**Raw data**
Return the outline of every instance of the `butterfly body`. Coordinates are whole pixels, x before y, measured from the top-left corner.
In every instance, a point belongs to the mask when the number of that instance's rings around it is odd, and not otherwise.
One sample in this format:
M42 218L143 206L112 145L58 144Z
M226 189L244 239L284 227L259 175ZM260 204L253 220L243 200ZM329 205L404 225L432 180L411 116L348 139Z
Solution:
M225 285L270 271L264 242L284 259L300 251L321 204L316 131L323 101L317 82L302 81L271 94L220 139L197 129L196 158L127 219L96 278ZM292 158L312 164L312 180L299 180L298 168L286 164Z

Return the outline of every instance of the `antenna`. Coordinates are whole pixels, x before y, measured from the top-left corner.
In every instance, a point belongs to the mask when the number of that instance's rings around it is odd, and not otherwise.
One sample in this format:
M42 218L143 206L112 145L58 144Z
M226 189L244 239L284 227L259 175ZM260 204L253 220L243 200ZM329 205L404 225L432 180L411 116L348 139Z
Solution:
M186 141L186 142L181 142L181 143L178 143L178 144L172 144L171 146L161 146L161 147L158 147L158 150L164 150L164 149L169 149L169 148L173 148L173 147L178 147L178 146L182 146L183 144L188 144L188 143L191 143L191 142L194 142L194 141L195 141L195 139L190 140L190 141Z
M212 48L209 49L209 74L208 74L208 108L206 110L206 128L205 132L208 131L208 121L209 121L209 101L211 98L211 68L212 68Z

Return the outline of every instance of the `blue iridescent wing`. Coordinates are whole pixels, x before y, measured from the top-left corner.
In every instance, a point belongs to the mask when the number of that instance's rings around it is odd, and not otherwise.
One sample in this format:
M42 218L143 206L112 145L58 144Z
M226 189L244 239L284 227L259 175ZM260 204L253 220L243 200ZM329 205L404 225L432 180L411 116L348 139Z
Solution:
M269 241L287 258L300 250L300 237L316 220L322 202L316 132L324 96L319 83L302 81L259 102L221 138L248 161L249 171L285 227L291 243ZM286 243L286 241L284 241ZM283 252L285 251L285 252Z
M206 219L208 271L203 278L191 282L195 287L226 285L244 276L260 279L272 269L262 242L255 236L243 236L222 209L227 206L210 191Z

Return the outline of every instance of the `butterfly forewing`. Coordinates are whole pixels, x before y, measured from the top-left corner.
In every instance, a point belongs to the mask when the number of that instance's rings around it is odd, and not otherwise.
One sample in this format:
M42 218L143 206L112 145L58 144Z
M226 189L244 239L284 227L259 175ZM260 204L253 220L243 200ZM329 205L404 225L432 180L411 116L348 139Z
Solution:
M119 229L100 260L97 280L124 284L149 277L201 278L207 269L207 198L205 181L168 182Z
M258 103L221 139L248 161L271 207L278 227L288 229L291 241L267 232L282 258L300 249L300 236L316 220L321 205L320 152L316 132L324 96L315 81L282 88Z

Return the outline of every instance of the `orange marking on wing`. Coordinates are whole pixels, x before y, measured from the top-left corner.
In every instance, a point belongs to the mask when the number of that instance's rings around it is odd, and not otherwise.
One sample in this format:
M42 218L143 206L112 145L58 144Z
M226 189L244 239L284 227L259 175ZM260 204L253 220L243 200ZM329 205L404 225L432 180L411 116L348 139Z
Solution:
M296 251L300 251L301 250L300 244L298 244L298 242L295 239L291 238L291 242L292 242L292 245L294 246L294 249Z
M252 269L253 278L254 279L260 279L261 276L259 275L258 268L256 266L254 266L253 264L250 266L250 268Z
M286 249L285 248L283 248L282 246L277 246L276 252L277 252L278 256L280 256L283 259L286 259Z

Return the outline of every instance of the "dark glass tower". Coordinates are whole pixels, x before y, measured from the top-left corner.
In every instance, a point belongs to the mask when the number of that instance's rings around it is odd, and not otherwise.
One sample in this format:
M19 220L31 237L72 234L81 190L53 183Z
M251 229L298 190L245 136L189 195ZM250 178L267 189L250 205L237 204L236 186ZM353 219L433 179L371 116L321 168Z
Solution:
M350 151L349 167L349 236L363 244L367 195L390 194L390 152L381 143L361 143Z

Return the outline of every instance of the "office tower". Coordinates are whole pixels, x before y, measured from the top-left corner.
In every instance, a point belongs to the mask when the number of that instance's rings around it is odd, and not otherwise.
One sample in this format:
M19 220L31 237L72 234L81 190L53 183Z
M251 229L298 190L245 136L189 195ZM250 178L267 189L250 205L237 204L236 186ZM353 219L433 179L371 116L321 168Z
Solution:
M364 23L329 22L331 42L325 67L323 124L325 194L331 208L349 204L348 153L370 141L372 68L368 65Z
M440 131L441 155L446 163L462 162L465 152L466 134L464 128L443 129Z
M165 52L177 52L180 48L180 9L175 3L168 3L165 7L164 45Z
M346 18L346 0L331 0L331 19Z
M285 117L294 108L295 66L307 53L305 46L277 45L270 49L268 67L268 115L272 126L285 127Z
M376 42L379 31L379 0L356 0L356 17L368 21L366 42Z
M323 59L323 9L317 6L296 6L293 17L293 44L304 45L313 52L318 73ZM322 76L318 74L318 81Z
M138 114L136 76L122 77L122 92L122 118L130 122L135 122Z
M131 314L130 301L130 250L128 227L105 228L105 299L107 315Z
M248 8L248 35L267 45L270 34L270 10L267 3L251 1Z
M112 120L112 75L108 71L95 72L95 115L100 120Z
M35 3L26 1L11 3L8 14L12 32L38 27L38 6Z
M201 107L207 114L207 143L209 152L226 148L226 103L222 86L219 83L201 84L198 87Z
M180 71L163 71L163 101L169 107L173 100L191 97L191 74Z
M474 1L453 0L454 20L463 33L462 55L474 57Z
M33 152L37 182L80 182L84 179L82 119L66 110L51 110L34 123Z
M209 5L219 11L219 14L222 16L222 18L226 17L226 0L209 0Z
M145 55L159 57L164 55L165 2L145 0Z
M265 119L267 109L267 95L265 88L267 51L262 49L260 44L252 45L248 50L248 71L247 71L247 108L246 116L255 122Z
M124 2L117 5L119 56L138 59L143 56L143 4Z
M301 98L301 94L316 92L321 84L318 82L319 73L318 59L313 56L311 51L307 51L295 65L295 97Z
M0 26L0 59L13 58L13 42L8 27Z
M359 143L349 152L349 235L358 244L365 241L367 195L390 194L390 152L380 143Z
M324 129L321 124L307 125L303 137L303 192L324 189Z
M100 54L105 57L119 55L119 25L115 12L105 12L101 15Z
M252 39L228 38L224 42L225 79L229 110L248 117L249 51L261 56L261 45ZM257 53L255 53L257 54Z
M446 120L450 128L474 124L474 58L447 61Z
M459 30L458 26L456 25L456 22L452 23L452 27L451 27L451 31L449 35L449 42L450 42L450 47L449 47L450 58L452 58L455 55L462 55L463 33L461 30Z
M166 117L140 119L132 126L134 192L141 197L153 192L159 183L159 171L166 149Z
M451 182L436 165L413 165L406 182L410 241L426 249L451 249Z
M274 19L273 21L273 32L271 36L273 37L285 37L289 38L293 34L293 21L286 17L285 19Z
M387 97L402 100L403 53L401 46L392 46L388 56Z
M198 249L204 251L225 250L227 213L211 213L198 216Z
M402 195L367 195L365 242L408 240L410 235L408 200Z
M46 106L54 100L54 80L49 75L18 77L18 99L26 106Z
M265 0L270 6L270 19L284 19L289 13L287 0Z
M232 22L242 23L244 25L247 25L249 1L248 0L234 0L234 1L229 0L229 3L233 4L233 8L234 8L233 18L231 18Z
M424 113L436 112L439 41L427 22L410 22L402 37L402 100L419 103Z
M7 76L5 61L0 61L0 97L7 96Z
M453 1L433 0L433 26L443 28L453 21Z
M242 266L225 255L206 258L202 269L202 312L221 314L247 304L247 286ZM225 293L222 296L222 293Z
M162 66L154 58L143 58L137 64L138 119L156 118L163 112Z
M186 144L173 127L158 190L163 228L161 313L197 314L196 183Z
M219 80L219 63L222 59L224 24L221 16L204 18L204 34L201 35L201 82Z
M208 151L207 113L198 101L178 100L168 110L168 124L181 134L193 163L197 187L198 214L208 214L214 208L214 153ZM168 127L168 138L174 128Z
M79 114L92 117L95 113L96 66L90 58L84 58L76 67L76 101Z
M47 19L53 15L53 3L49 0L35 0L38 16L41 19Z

**Goal of the exercise**
Pick out each line in the material containing "tower".

**Response area**
Return the outline of every instance of the "dark glass tower". Coordinates are whole pixels, x before y, measured from the top-left corner.
Return the outline of every instance of the "office tower". Coordinates are whole pixels, x before y, measured from the top-left corner.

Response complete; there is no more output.